What the task asks
Where a line of the entries holds the string "black", copy that line.

Records provided
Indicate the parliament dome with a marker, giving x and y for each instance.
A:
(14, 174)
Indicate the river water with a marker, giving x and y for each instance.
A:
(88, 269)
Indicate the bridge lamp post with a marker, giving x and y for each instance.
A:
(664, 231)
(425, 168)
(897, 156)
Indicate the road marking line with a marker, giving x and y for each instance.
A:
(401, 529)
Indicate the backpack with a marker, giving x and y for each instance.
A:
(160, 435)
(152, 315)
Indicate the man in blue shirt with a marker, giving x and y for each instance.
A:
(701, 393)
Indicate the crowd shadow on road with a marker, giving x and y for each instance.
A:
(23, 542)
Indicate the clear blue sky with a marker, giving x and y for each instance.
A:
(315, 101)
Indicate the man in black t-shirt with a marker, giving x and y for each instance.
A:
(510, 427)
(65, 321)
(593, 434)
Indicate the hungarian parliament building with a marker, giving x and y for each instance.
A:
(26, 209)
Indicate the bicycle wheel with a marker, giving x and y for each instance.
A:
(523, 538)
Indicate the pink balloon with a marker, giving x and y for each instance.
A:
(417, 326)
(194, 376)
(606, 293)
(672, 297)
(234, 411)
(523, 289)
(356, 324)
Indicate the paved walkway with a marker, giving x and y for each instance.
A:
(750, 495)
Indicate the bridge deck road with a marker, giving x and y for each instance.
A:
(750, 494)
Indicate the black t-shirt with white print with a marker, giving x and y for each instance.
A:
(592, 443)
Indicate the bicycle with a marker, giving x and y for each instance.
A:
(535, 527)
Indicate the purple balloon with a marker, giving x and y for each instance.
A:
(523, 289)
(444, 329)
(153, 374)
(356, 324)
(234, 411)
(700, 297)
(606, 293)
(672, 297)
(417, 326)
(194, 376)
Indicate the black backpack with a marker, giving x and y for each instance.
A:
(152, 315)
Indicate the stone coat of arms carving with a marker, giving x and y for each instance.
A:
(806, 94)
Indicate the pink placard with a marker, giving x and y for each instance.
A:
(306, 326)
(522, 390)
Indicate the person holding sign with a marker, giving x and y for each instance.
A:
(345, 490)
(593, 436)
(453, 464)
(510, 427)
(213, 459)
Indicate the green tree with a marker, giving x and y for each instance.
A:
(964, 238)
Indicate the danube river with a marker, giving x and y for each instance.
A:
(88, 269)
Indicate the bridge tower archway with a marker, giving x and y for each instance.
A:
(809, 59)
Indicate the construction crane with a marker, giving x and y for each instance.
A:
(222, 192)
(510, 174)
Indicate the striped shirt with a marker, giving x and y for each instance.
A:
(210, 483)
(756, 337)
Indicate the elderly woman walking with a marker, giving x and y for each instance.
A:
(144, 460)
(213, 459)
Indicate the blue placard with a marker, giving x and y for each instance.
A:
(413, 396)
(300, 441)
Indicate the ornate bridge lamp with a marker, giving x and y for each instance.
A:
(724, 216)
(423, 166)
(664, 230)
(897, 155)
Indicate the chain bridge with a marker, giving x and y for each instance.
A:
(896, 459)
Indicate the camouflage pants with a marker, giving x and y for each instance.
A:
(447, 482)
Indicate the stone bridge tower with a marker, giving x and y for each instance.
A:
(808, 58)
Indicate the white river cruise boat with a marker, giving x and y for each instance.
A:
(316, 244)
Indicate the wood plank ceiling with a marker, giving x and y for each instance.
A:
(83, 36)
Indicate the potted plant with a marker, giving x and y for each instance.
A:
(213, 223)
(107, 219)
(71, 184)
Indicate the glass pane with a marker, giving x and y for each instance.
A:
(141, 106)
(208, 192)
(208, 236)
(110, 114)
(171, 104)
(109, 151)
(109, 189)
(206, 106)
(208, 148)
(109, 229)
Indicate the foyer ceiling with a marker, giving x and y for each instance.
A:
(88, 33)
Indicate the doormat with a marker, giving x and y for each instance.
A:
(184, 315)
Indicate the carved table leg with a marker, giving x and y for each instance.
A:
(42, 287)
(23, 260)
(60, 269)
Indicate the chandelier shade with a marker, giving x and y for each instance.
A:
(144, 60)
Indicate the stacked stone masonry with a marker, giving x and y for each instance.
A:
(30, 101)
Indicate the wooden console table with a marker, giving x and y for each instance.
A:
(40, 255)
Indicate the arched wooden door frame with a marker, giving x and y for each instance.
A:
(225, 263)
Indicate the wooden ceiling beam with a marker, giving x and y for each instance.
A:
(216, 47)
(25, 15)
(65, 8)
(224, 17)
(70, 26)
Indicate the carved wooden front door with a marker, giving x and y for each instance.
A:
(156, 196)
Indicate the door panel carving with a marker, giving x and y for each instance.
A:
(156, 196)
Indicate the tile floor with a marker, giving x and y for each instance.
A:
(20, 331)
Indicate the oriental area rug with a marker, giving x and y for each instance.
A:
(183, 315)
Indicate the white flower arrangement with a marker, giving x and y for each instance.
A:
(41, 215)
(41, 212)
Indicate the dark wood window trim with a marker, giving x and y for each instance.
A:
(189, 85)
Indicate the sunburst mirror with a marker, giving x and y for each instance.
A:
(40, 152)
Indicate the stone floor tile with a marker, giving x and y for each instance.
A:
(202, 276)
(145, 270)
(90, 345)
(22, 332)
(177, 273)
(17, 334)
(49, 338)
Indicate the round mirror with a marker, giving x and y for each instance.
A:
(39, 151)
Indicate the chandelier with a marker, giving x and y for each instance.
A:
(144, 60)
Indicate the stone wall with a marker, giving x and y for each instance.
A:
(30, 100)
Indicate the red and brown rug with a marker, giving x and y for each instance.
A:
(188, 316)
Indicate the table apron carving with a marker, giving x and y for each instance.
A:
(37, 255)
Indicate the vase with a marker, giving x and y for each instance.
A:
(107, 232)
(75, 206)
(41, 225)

==

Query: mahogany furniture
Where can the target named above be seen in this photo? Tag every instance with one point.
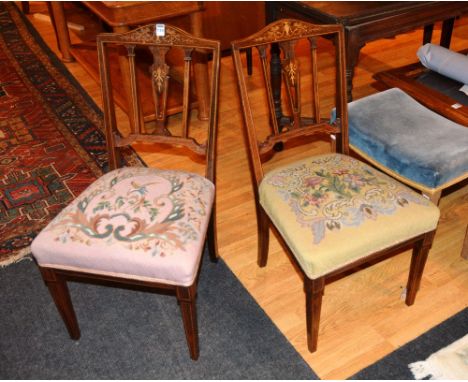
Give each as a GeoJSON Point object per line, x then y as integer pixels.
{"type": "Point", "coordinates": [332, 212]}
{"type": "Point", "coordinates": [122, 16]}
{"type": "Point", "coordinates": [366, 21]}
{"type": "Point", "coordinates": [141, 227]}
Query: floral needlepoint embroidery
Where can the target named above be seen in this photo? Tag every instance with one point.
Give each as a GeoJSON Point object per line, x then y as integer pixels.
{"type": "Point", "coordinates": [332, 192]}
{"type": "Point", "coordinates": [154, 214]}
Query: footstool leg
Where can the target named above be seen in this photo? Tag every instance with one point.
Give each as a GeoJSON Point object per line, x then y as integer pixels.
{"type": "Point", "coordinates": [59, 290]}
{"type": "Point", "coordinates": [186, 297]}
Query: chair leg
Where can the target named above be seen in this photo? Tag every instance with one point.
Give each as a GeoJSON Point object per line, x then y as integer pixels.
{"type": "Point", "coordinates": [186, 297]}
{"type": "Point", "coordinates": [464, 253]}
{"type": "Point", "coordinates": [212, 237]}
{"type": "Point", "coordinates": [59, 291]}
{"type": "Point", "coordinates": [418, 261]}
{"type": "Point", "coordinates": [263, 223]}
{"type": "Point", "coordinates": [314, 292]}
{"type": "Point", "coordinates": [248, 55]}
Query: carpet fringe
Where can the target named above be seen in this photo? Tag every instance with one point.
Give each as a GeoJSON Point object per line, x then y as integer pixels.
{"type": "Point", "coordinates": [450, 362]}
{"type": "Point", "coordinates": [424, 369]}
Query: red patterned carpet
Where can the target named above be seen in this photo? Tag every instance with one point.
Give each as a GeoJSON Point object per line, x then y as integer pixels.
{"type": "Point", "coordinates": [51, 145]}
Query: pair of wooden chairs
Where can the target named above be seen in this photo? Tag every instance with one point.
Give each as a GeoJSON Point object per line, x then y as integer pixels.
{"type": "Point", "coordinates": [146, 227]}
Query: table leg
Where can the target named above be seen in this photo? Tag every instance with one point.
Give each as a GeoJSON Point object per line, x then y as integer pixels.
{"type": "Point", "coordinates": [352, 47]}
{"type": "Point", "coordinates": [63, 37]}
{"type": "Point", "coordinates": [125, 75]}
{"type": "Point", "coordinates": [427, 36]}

Answer below
Indicate the man in black t-shirt with a marker, giving x and y for each instance.
Indicate the black t-shirt with white print with a marker, giving x and y for each instance.
Indicate the black backpack with a marker, giving x and y for each instance.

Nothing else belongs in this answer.